Superparamagnetic response of Fe-coated W tips in spin-polarized scanning tunneling microscopy

We performed spin-polarized scanning tunneling spectroscopy on biatomic-layer-high Co nanoislands grown on Cu(111) in magnetic fields oriented normal to the sample surface, with Fe-coated W tips. Increasing the temperature from 10 to 30 K, we observe a reduced slope of the differential conductance around zero field. A quantitative analysis of the field- and temperature-dependent differential conductance data in the framework of superparamagnetism as described by a Langevin function gives an excellent description of the experimental results. The analysis suggests that a Fe nano-apex at the W tip, which is composed of 220-300 Fe atoms, determines the magnetic response of the tip.

The impact of structural relaxation on spin polarization and magnetization reversal of individual nano structures studied by spin-polarized scanning tunneling microscopy

The application of low temperature spin-polarized scanning tunneling microscopy and spectroscopy in magnetic fields for the quantitative characterization of spin polarization, magnetization reversal and magnetic anisotropy of individual nano structures is reviewed. We find that structural relaxation, spin polarization and magnetic anisotropy vary on the nm scale near the border of a bilayer Co island on Cu(1 1 1). This relaxation is lifted by perimetric decoration with Fe. We discuss the role of spatial variations of the spin-dependent electronic properties within and at the edge of a single nano structure for its magnetic properties.

## Task details:
In the abstracts on spin-polarized scanning tunneling microscopy, how many Fe atoms make up the Fe nano-apex at the W tip?

## Extracted data:
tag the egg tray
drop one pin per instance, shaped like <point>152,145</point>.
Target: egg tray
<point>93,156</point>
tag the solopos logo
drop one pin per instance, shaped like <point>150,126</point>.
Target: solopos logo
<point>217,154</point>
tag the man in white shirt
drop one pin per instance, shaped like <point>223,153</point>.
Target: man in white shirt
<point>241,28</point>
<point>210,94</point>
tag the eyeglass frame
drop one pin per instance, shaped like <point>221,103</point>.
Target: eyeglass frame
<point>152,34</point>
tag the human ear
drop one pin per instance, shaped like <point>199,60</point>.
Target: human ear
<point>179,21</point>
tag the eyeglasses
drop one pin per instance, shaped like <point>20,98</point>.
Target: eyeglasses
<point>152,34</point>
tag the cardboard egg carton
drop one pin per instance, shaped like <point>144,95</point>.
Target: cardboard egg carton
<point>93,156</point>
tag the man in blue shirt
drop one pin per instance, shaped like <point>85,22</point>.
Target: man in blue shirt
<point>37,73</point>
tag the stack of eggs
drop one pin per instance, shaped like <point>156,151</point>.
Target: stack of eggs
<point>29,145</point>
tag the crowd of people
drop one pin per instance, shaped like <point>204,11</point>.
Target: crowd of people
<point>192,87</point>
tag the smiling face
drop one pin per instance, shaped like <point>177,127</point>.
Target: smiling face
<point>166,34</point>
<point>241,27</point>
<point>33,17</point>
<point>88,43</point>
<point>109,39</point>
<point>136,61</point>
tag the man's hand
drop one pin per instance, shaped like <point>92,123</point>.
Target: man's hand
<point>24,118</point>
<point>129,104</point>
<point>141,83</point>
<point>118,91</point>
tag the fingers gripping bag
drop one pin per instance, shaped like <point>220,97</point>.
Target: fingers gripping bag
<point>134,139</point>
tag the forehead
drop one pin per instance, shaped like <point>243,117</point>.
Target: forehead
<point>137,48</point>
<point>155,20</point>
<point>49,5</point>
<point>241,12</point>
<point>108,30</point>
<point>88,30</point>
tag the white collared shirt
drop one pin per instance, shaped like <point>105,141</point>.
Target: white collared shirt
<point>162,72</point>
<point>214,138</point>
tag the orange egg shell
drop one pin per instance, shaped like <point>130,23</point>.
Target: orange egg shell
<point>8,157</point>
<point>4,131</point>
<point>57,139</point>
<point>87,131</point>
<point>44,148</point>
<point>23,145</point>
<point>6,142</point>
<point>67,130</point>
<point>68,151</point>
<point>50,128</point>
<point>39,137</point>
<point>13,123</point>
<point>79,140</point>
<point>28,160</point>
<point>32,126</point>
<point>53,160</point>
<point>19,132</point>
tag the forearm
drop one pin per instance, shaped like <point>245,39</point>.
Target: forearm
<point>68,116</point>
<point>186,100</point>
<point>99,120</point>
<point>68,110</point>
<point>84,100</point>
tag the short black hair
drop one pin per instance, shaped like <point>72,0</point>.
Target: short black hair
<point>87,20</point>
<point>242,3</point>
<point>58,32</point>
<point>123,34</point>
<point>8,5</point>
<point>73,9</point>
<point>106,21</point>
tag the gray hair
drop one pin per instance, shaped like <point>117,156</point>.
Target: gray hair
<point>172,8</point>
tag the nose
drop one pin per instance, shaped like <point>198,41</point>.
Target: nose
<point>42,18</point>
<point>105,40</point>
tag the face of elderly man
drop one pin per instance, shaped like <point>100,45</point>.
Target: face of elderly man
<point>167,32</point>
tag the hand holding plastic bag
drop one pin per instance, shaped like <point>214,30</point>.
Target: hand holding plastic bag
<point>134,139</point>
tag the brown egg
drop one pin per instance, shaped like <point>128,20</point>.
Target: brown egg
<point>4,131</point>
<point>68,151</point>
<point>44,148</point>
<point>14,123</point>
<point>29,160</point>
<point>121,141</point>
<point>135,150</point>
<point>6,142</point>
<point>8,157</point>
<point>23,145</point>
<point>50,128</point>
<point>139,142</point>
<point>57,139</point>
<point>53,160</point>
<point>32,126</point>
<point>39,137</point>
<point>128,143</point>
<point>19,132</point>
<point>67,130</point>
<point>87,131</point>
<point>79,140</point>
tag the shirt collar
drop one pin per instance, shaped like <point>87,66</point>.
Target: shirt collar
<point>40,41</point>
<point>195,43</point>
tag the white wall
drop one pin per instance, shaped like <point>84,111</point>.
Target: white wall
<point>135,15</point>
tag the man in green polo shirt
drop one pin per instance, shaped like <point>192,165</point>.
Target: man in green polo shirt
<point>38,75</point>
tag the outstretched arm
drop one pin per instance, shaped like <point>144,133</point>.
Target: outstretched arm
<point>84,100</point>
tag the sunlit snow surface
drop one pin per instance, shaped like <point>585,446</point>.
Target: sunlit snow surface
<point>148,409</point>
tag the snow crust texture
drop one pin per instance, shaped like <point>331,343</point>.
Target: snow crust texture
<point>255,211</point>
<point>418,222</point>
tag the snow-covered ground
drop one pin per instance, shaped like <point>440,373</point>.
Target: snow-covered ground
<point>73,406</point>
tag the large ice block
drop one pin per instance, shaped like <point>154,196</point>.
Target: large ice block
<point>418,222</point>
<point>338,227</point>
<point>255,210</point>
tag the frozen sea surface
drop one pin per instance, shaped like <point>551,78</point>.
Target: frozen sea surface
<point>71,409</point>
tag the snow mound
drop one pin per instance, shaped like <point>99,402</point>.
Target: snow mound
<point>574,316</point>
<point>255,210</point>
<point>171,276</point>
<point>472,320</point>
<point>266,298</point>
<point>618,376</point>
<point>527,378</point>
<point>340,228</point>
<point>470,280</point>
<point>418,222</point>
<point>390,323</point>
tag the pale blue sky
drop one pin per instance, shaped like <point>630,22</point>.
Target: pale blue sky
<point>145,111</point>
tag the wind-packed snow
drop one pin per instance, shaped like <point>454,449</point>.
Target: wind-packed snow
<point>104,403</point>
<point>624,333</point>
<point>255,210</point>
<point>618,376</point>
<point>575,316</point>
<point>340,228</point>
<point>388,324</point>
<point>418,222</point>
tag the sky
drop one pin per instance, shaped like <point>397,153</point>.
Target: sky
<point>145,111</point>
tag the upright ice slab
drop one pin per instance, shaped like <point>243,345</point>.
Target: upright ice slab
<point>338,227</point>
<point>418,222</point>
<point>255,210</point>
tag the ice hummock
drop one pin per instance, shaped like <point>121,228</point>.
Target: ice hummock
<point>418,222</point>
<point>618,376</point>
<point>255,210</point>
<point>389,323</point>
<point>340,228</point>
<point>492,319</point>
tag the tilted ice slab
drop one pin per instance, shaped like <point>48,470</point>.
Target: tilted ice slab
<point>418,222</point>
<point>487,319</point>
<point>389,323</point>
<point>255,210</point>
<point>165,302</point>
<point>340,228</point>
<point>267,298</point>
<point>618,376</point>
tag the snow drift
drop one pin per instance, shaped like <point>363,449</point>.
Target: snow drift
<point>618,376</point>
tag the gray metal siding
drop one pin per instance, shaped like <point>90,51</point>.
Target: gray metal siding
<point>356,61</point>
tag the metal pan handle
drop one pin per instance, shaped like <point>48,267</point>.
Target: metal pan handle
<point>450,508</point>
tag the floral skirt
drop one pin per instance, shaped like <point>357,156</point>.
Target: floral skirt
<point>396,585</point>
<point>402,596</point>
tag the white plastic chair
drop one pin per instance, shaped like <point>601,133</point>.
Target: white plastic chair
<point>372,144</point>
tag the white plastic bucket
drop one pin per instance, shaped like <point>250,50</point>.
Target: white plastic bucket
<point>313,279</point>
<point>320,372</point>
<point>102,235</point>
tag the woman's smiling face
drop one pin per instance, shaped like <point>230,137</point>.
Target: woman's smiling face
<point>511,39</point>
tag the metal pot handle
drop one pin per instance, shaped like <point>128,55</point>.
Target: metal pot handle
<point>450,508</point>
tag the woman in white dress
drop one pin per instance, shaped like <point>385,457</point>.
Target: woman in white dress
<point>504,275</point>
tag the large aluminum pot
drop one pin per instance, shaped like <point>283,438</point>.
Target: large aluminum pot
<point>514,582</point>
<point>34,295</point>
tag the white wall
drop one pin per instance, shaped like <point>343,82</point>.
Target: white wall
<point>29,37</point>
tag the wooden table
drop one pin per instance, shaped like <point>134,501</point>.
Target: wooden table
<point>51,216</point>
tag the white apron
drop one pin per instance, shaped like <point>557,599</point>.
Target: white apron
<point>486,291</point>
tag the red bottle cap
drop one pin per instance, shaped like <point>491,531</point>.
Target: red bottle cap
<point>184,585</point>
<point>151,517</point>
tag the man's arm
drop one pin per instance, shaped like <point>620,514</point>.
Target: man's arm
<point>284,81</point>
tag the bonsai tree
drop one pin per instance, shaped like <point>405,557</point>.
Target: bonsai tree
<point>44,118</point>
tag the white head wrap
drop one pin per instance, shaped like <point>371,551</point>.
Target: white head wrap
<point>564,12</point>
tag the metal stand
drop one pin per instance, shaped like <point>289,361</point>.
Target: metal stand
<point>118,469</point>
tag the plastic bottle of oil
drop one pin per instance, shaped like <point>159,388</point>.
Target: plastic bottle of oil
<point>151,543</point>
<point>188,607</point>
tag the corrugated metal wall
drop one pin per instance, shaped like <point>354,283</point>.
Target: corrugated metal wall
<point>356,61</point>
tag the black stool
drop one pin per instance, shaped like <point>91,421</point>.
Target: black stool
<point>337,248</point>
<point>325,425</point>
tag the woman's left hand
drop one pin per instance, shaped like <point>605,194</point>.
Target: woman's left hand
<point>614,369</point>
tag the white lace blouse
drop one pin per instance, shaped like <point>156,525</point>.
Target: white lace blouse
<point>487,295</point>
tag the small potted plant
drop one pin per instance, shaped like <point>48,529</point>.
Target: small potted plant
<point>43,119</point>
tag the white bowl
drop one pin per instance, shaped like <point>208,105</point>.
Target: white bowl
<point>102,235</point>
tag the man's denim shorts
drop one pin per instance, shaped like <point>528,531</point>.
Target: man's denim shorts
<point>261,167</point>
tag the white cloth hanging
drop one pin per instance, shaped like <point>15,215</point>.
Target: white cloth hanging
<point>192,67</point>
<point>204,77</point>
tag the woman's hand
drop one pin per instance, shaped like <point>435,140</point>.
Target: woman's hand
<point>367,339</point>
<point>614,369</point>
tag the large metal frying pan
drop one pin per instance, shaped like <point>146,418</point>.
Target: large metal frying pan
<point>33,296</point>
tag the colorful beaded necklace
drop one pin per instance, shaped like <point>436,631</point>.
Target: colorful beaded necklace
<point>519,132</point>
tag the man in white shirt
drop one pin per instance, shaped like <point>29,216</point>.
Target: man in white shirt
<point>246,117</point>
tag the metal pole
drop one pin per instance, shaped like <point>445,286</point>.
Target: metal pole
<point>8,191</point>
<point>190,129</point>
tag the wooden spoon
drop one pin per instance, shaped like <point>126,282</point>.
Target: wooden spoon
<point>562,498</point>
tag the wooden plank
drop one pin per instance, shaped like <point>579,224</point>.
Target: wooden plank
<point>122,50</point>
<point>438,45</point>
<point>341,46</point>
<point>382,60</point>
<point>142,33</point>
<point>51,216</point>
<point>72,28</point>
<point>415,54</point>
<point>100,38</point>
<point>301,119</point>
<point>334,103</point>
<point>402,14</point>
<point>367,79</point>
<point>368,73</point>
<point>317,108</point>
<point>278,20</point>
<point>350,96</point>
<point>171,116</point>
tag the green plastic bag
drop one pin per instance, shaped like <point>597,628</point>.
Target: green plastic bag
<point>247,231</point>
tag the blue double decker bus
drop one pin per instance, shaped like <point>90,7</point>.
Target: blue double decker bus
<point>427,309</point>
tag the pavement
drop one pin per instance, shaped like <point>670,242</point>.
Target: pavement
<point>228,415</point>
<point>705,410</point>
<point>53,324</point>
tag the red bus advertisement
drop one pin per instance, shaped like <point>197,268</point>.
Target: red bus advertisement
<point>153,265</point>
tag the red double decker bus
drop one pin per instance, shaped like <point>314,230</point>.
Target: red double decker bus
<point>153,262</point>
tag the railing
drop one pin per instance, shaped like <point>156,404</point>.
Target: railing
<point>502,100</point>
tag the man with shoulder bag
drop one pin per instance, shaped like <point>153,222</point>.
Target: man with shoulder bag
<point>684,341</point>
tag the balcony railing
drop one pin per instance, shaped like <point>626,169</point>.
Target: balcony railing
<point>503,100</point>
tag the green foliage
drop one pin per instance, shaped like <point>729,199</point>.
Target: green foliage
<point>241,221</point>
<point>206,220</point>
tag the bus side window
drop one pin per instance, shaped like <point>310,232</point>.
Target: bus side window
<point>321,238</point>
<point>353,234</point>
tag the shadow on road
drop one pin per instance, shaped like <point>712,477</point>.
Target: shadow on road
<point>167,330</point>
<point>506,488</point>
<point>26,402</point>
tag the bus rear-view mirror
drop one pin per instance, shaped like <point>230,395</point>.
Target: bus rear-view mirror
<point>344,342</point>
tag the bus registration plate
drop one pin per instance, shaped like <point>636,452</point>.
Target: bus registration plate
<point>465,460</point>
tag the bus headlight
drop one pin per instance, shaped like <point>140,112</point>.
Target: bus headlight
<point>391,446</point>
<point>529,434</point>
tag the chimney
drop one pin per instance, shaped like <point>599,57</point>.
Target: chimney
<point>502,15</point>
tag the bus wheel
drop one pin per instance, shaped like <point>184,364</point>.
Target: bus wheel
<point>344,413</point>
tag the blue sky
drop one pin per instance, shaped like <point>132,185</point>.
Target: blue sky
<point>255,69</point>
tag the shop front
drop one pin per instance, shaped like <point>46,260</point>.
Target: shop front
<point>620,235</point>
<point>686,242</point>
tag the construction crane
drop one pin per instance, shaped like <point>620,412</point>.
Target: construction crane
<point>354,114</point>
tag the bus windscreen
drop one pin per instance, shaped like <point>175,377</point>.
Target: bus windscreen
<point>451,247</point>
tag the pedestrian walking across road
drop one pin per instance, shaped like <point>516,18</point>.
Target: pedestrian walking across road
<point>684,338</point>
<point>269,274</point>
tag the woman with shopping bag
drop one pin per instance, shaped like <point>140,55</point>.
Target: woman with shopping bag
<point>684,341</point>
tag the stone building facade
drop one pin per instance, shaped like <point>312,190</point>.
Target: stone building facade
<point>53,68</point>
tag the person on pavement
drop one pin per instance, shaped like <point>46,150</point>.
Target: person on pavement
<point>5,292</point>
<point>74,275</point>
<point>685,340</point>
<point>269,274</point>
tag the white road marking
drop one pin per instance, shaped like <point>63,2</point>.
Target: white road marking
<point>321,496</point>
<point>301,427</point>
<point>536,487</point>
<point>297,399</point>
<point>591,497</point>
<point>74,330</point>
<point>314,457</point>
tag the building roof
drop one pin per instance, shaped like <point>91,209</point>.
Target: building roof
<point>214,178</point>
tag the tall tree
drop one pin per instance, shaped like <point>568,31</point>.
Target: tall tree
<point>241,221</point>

## Solved problem:
220-300 Fe atoms